**Consigne 1:** D'après l'extrait choisi, de quoi le fait de fournir des données, des API et du code source de logiciels, ainsi que d'opérer des services d'identité ou de paiement, constitue-t-il le cœur ?

**Extrait choisi:**
══════════

Donc, fournir des données, fournir des API, fournir du code source de logiciels, opérer des services d’identité ou de paiement, c’est le cœur de ce qu’on appelle l’infrastructure publique numérique qui est essentielle dans l’action de la puissance publique du 21e siècle et qui devient même, d’ailleurs, un nouveau front de la géopolitique mondiale. On a des pays qui ont bâti des positions très fortes et qui en font un champ d’influence, de rayonnement et de construction de pouvoir à l’échelle mondiale sur la base de cette infrastructure publique numérique.
Après, la question qui est fondamentale, c’est de savoir si, effectivement, la fourniture de cette infrastructure est au service d’une émancipation démocratique ou, au contraire, d’un refermement et d’un contrôle plus totalitaire, quel est le projet politique derrière. On a un certain nombre de garde-fous qu’on peut placer, notamment pour de nouveau transposer une gouvernance démocratique dans cette infrastructure publique numérique, et c’est un débat qui doit être posé aujourd’hui.
Mick Levy : Laure, j’annonce tout de suite qu’il y a un peu un combat entre nous. On a tous plein de questions à poser. Bon, j’annonce, j’en ai deux d’affilée, j’ai deux questions.
Cyrille Chaudoit : Les questions, ce n’est pas open bar !
Mick Levy : Je réserve deux questions, n’allez pas me les piquer.
Les deux questions sont un peu projectives, Laure, du coup. Première question : quelle évolution vois-tu sur l’open data et son impact sur la société, à l’heure où on voit un tel envol de l’IA qu’on connaît depuis quelque temps ?
Laure Lucchesi : C’est la première question ? Je réponds à la première.

══════════

**Consigne 2:** Parmi les lignes fournies plus bas, transforme en liste numérotée celles qui vont de la ligne contenant "task | place a point on the bird's eye, one" à la ligne contenant "x=325, y=178", sans les lignes vides et sans aucune autre ligne.

**Lignes fournies:**
══════════

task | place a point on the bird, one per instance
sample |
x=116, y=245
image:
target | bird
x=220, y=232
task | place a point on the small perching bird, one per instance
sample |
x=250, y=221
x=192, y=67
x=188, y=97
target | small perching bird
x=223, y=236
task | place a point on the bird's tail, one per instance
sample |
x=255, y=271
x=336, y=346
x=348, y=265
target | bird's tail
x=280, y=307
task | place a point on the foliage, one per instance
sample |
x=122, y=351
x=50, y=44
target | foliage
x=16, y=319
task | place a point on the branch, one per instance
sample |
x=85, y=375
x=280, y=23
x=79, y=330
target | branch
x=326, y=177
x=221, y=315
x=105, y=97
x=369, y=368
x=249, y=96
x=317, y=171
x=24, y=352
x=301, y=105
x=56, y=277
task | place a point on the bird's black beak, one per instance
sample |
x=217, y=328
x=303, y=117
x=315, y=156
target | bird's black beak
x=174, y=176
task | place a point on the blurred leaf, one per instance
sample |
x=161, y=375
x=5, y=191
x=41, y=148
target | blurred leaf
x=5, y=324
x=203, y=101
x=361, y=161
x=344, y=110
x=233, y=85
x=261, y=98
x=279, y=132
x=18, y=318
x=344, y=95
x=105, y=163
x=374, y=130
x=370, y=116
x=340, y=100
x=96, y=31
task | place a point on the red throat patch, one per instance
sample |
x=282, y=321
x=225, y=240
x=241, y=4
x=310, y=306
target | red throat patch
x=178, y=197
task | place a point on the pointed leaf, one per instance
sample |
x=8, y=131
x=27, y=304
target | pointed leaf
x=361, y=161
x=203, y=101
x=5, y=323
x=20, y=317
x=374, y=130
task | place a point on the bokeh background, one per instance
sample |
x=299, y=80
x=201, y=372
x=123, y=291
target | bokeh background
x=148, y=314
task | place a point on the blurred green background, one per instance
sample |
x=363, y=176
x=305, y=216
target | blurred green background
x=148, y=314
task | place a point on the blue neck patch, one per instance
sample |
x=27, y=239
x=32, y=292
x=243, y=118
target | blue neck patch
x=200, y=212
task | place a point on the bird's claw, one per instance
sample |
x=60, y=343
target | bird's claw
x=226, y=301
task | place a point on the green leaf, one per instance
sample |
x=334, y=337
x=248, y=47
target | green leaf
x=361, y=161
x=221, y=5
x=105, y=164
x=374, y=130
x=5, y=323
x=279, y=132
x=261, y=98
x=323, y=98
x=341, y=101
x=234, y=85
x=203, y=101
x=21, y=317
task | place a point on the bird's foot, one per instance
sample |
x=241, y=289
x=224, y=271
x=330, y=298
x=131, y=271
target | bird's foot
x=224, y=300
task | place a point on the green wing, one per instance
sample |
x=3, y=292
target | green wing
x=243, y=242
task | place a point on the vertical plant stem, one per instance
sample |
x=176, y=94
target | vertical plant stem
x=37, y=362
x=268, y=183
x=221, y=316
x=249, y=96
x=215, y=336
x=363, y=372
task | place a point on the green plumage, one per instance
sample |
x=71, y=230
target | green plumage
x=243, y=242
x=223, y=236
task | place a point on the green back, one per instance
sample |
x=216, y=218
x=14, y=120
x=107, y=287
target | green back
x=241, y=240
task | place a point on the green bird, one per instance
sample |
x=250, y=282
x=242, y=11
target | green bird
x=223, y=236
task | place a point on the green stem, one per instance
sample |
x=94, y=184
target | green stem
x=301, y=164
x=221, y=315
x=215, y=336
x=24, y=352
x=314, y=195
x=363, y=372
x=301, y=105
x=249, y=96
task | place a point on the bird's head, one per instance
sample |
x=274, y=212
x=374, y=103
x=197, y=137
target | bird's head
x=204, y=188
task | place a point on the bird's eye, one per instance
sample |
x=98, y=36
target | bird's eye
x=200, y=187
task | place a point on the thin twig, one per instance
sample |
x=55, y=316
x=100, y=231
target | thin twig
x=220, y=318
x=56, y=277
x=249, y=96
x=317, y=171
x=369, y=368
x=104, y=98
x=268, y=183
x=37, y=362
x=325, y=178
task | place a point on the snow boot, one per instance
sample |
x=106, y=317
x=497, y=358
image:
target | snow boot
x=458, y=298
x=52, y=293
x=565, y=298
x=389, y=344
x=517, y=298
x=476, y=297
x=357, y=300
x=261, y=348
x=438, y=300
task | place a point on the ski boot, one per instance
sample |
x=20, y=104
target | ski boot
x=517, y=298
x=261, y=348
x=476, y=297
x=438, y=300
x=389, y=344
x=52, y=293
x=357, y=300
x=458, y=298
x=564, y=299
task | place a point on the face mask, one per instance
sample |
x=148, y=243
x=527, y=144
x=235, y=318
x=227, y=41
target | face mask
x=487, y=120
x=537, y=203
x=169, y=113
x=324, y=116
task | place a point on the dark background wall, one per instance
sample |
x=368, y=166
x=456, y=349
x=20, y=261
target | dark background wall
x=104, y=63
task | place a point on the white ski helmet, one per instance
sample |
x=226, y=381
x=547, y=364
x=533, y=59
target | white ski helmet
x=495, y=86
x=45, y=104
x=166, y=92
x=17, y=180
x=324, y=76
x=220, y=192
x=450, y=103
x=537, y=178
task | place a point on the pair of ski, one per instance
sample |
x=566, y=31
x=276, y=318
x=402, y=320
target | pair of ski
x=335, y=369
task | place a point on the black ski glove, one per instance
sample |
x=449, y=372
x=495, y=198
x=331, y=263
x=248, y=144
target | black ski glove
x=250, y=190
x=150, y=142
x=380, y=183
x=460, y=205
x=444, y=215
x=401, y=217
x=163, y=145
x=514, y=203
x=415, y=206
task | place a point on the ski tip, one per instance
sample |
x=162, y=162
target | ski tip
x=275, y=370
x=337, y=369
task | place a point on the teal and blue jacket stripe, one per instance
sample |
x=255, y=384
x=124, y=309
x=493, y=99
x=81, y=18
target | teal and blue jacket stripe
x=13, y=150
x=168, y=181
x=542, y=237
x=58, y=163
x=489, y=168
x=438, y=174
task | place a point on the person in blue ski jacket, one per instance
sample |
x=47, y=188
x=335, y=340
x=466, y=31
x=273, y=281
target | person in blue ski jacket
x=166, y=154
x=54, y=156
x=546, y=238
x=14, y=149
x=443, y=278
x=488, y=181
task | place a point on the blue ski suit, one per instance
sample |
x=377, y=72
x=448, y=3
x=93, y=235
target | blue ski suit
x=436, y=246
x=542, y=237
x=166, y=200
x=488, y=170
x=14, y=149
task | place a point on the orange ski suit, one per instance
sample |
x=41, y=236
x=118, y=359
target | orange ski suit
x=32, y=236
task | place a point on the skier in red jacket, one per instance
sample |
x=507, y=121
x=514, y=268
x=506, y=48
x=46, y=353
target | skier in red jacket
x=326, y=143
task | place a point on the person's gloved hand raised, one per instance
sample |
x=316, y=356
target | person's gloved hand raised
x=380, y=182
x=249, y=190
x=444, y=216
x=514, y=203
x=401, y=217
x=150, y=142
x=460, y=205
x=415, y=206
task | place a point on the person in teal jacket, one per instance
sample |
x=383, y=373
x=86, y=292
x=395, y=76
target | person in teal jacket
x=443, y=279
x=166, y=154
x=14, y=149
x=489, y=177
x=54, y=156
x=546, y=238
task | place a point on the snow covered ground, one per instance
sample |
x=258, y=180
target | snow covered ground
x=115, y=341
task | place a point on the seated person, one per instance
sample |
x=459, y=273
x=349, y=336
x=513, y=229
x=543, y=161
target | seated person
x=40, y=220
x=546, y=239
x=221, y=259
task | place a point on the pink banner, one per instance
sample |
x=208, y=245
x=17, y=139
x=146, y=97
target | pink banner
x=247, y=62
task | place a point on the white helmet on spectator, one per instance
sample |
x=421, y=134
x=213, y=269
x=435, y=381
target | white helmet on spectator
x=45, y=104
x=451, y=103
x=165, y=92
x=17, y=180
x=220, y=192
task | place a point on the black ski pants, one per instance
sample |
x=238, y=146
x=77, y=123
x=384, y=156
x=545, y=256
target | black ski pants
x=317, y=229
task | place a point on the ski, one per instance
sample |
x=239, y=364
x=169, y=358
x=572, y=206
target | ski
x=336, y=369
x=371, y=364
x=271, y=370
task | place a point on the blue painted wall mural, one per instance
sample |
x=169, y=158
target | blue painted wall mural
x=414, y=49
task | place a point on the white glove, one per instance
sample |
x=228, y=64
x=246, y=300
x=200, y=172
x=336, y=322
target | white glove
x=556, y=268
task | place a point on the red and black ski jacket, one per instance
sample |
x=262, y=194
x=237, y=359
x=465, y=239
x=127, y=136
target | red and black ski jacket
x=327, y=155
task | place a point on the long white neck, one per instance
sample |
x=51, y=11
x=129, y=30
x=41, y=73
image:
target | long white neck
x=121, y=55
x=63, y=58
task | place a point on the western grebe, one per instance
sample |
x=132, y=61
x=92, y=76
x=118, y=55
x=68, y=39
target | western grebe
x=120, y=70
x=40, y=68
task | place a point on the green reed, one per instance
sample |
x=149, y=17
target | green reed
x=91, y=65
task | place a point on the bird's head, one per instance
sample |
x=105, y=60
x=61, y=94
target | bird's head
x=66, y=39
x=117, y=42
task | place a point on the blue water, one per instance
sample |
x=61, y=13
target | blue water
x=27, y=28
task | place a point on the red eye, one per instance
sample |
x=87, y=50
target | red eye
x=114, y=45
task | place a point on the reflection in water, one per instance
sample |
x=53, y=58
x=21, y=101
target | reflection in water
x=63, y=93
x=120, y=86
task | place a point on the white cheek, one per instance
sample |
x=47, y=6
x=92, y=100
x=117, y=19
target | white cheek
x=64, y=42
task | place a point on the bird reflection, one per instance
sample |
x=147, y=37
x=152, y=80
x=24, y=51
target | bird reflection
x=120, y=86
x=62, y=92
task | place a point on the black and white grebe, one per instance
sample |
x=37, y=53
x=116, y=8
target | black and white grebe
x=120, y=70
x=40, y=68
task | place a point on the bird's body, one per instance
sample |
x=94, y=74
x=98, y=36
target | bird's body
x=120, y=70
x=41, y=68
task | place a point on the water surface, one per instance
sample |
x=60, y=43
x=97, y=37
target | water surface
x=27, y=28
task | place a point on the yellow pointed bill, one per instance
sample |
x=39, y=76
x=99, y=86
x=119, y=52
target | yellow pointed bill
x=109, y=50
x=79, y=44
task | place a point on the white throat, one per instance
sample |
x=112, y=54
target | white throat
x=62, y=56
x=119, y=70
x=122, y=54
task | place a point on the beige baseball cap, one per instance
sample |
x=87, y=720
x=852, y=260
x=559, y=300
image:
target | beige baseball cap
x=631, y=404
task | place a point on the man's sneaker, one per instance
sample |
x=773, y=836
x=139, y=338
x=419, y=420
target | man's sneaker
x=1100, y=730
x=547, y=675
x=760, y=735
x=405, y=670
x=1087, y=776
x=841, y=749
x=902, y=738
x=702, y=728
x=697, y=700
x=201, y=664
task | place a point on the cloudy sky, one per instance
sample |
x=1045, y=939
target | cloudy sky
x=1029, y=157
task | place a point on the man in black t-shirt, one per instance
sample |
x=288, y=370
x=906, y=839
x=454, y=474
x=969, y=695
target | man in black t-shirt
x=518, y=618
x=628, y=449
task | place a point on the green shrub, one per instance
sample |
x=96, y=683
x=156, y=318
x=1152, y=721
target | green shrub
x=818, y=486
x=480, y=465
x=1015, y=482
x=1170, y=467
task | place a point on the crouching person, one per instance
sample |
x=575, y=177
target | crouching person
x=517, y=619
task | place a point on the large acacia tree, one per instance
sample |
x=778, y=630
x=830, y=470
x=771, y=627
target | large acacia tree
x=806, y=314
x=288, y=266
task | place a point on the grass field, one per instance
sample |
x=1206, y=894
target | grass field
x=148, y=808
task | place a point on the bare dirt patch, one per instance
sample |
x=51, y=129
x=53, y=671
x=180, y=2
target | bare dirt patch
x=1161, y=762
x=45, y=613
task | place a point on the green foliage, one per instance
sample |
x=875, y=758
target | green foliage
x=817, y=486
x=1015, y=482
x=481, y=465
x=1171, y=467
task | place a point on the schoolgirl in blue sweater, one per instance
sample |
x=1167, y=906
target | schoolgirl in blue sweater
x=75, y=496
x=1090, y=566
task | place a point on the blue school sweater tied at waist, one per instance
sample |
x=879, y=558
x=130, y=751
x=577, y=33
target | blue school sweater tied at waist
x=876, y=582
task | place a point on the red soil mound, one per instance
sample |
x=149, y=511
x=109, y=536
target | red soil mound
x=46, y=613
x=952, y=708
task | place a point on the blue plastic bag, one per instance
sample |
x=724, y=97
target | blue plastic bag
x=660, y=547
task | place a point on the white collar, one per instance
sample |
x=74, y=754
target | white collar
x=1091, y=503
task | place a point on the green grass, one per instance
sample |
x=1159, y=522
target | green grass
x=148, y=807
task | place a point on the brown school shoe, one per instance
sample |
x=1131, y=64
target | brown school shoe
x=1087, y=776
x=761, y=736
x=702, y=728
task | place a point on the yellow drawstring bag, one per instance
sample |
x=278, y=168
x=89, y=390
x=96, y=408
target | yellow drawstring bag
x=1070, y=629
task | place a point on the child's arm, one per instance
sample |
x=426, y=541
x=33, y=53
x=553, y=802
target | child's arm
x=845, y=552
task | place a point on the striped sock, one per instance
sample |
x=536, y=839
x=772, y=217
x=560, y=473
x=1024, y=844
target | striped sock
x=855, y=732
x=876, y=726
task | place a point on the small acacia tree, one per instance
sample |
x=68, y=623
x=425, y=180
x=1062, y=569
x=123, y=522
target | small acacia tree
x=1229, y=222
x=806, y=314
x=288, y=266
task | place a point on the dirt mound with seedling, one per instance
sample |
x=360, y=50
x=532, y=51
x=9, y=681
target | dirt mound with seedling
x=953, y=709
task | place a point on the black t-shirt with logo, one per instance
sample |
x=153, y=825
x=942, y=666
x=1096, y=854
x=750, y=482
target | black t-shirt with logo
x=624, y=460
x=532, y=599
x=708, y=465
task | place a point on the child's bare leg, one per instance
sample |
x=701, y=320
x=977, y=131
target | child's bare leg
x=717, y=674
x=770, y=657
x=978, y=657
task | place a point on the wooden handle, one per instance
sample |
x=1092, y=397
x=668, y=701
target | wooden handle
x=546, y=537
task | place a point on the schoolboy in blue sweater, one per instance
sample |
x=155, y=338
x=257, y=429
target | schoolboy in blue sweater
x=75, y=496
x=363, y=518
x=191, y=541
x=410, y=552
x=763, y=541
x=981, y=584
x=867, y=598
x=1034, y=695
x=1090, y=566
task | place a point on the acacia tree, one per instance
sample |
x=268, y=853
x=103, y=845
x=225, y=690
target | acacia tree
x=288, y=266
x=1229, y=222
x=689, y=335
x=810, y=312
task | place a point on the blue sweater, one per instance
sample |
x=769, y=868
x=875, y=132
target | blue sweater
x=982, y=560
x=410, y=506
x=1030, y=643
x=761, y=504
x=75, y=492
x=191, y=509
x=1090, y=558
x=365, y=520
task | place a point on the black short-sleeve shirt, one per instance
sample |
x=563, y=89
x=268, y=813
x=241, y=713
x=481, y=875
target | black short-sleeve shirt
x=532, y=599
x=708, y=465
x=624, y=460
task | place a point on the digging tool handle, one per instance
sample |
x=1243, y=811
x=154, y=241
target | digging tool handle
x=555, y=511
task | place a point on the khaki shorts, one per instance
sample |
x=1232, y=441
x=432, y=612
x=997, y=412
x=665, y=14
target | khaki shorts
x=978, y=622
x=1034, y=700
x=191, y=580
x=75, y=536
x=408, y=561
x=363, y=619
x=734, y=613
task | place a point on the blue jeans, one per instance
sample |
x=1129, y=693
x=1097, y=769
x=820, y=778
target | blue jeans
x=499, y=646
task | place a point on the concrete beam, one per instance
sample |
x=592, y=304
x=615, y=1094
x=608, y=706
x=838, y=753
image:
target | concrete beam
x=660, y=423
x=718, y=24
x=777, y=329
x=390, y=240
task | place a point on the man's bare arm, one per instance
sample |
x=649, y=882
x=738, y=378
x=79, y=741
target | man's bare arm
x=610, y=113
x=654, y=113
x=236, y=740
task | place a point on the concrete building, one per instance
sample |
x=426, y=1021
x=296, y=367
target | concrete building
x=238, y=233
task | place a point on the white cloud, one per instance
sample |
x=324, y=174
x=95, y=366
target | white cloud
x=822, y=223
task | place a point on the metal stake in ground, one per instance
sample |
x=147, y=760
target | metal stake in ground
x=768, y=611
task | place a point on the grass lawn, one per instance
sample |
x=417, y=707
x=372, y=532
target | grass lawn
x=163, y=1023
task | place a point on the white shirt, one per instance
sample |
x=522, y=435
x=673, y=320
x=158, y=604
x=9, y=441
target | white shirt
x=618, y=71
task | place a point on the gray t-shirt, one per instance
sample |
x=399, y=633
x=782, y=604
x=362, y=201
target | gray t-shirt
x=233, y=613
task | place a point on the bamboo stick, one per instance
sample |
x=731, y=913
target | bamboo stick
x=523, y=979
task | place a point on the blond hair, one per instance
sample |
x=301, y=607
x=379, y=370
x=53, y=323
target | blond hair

══════════

**Réponse rédigée 1:** De ce qu'on appelle l'infrastructure publique numérique.

**Réponse rédigée 2:**
1. task | place a point on the bird's eye, one per instance
2. sample |
3. x=98, y=36
4. target | bird's eye
5. x=200, y=187
6. task | place a point on the thin twig, one per instance
7. sample |
8. x=55, y=316
9. x=100, y=231
10. target | thin twig
11. x=220, y=318
12. x=56, y=277
13. x=249, y=96
14. x=317, y=171
15. x=369, y=368
16. x=104, y=98
17. x=268, y=183
18. x=37, y=362
19. x=325, y=178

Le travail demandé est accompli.